● About this task: Retype the records word for word. Skip every image.
*** The records Section Begins ***
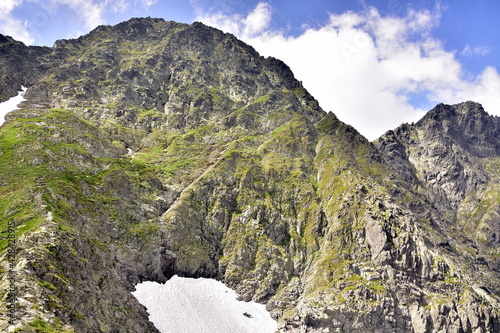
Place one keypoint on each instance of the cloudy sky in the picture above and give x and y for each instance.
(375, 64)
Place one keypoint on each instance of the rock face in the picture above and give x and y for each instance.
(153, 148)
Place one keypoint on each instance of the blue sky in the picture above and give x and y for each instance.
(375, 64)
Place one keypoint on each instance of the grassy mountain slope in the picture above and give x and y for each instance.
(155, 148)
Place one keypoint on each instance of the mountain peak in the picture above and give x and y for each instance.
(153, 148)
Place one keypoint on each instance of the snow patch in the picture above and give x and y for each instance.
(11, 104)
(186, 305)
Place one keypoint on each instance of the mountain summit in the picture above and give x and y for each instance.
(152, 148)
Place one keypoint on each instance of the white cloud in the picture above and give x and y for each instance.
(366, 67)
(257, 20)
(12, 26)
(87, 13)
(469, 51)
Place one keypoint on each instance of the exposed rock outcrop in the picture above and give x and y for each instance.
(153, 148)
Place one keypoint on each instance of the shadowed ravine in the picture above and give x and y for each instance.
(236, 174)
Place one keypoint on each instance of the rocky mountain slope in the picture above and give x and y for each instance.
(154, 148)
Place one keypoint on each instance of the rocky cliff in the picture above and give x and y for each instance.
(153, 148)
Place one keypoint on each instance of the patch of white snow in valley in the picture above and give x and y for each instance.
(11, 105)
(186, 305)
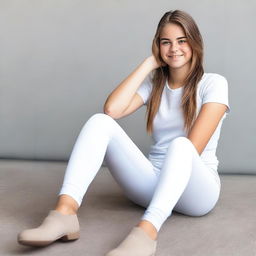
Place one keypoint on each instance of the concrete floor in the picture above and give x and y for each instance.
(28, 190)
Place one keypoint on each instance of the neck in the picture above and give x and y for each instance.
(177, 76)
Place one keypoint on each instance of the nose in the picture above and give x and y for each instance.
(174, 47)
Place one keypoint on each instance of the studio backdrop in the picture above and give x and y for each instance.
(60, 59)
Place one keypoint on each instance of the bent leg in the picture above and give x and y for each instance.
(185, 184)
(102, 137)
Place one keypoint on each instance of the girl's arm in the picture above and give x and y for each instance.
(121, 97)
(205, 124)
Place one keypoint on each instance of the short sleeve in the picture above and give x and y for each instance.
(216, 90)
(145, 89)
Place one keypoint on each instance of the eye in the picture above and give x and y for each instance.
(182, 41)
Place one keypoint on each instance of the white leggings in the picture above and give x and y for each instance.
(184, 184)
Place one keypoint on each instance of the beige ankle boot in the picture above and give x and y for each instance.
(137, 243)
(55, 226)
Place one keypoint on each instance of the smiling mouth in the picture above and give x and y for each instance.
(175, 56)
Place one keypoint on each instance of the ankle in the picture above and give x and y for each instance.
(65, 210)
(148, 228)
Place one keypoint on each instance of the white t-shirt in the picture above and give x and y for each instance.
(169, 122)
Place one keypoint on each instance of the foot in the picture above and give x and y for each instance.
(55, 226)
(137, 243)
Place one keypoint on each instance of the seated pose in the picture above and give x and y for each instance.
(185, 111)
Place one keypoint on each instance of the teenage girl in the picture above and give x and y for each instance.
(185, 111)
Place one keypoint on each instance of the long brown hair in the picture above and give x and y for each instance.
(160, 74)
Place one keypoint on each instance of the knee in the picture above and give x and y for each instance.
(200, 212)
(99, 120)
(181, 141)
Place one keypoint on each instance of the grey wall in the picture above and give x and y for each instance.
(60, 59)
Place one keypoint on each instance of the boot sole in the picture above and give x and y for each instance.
*** The records Section Ends ***
● Response:
Place one keypoint on each instance of the cloudy sky in the picture above and give x and y for each instance.
(375, 64)
Place one keypoint on each instance of the rock face in the picture above and give x and y for each instance.
(153, 148)
Place one keypoint on each instance of the blue sky in the picture above and give x and y for each instance.
(375, 64)
Place one keypoint on each instance of the grassy mountain slope in the picture above and give x and y for each instance.
(155, 148)
Place one keypoint on each instance of the mountain peak in the picture above and give x and y for each instance.
(153, 148)
Place one keypoint on each instance of the snow patch in the picture above and give x and y for each instance.
(11, 104)
(186, 305)
Place one keypoint on each instance of the mountain summit in the picture above and give x and y for each instance.
(152, 148)
Place one keypoint on each instance of the white cloud in the picture above and give x and y for each instance.
(366, 67)
(257, 20)
(12, 26)
(87, 13)
(469, 51)
Place one keypoint on each instance of the exposed rock outcrop in the picture above and give x and y for each instance.
(153, 148)
Place one keypoint on each instance of the shadowed ravine in the picture above and give x and y for each instance.
(236, 174)
Place one keypoint on each instance of the rocky mountain slope in the picture above and give x and y for each instance.
(154, 148)
Place one keypoint on each instance of the rocky cliff in the picture above and give x and y for each instance.
(153, 148)
Place one keypoint on each instance of the patch of white snow in valley in the picture above and give x and y for each instance.
(11, 105)
(186, 305)
Place one keypoint on each instance of the concrete floor in the picture above and give x and y for each instance.
(28, 190)
Place one keypoint on each instance of the neck in the picture above and give x and y for each instance.
(177, 76)
Place one keypoint on each instance of the nose in the picture above and give x and y for each instance.
(174, 47)
Place one keypoint on each instance of the studio backdrop in the picture above and give x and y for each instance.
(60, 59)
Place one keypoint on each instance of the bent leg in the picture above and give x and y for each instance.
(185, 184)
(102, 137)
Place one keypoint on each instance of the girl's arm in the picture above and give x and y for each instance.
(121, 97)
(205, 124)
Place one keypoint on each instance of the short sleeve in the picture above and give x and y for each instance.
(216, 90)
(145, 89)
Place one keypoint on each instance of the eye in the picture above and give x and y for each instance.
(182, 41)
Place one keypoint on each instance of the white leggings in the picture above and give x and y for each instance.
(184, 184)
Place one keypoint on each instance of the beige ankle boot in the picture above and give x and y for each instance.
(137, 243)
(55, 226)
Place one keypoint on each instance of the smiling mouth in the picture above and give x and y for each instance.
(175, 56)
Place one keypoint on each instance of the ankle in the picture above and give x and y for each instance.
(65, 210)
(148, 228)
Place one keypoint on each instance of the white t-shirt in the picture above and give x and y for each instance.
(169, 122)
Place one keypoint on each instance of the foot in the picture above and give x and y for each instance.
(55, 226)
(137, 243)
Place one keypoint on each instance of the seated pose in the picture above and give x and y for each instance.
(185, 111)
Place one keypoint on each instance of the teenage girl in the picture above and give x and y for each instance.
(185, 111)
Place one keypoint on each instance of the long brown hair in the picture above and give x and y for each instance.
(160, 74)
Place one keypoint on each instance of the knee in the picture above and give x and y for each instance.
(200, 212)
(99, 120)
(181, 141)
Place one keypoint on each instance of the grey wall in the picture above and give x and y for each instance.
(60, 59)
Place one keypoint on each instance of the boot sole in the picture above and give x and y for each instance.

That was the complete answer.